§ DOCUMENT PASSAGE
Most infants respond to a game of peek-a-boo with smiles at the very least, and, for those who find the activity particularly entertaining, gales of laughter. For infants with autism spectrum disorders (ASD), however, the game can be distressing rather than pleasant, and they’ll do their best to tune out all aspects of it — and that includes the people playing with them.
That disengagement is a hallmark of ASD, and one of the characteristics that amplifies the disorder as infants develop into children and then adults.
A study conducted by researchers at the Koegel Autism Center at UC Santa Barbara has found that replacing such games in favor of those the infant prefers can actually lessen the severity of the infants’ ASD symptoms, and, perhaps, alleviate the condition altogether. Their work is highlighted the current issue of the Journal of Positive Behavioral Interventions .
Lynn Koegel, clinical director of the center and the study’s lead author, described the game-playing protocol as a modified Pivotal Response Treatment (PVT). Developed at UCSB, PRT is based on principles of positive motivation. The researchers identified the activities that seemed to be more enjoyable to the infants and taught the respective parents to focus on those rather than on the typical games they might otherwise choose. “We had them play with their infants for short periods, and then give them some kind of social reward,” Koegel said. “Over time, we conditioned the infants to enjoy all the activities that were presented by pairing the less desired activities with the highly desired ones.” The social reward is preferable to, say, a toy, Koegel noted, because it maintains the ever-crucial personal interaction.

§ TASK TO CARRY OUT
Reproduce word for word the part of the infant autism article that begins with the words "Most infants respond" and ends with "and then adults.".

§ ENTRIES PROVIDED
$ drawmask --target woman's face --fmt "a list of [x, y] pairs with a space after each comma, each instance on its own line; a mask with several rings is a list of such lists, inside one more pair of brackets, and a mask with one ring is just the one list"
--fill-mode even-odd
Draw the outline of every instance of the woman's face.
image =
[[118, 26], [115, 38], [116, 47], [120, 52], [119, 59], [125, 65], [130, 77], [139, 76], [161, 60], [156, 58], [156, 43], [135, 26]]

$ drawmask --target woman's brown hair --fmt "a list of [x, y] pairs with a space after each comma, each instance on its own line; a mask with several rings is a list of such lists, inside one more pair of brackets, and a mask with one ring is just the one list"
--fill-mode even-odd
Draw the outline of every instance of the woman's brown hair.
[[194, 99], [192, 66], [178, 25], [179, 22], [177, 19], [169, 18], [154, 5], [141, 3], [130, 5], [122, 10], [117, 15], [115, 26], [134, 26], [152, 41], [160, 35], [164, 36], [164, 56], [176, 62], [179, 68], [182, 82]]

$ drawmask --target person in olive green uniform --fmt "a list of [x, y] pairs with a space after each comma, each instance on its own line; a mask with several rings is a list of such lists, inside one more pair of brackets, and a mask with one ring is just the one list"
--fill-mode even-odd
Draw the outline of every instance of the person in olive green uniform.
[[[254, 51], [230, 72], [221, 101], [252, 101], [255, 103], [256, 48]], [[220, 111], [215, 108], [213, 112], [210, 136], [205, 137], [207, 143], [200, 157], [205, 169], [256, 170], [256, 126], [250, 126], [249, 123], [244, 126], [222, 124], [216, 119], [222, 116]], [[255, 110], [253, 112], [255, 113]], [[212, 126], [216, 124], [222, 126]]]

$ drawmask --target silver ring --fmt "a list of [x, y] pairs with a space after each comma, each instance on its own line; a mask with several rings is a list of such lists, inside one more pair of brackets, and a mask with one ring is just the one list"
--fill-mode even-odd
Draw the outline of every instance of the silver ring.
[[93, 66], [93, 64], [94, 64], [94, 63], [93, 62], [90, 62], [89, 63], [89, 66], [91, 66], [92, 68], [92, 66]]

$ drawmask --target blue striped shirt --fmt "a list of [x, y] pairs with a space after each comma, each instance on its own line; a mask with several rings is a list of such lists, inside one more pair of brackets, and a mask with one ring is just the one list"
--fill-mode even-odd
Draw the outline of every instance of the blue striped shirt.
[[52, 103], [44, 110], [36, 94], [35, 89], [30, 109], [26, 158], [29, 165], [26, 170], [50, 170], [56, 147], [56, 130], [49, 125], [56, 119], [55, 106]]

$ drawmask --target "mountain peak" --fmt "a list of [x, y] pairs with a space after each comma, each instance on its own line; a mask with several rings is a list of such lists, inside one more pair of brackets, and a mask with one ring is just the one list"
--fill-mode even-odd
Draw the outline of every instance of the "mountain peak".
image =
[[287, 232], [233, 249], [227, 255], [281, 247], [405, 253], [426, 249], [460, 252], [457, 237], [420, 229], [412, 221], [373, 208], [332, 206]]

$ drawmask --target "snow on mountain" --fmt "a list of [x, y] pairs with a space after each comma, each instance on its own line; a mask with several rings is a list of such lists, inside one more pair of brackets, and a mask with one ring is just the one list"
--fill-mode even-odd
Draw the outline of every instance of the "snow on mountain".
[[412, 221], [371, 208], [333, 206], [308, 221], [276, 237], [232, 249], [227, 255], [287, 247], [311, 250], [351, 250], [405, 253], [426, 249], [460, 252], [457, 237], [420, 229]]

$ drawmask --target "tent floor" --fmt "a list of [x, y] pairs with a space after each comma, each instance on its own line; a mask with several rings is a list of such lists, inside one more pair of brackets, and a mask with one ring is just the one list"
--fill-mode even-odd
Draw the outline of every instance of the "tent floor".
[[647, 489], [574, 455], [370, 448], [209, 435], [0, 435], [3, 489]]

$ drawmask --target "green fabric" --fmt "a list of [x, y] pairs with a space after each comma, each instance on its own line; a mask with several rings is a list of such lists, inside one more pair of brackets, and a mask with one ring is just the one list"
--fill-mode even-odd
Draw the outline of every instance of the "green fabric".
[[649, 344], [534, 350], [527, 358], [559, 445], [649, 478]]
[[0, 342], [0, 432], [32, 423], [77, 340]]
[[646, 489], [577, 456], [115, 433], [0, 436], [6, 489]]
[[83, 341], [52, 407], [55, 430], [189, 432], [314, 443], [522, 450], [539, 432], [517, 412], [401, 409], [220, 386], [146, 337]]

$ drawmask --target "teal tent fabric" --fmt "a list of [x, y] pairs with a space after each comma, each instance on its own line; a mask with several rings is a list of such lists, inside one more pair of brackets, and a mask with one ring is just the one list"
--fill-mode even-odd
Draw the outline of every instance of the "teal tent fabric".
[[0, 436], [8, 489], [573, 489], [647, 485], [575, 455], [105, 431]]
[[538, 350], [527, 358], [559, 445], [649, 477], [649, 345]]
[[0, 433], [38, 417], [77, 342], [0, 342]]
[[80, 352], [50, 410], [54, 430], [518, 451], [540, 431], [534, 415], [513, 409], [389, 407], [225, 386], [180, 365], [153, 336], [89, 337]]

§ SOLVED PROBLEM
Most infants respond to a game of peek-a-boo with smiles at the very least, and, for those who find the activity particularly entertaining, gales of laughter. For infants with autism spectrum disorders (ASD), however, the game can be distressing rather than pleasant, and they’ll do their best to tune out all aspects of it — and that includes the people playing with them.
That disengagement is a hallmark of ASD, and one of the characteristics that amplifies the disorder as infants develop into children and then adults.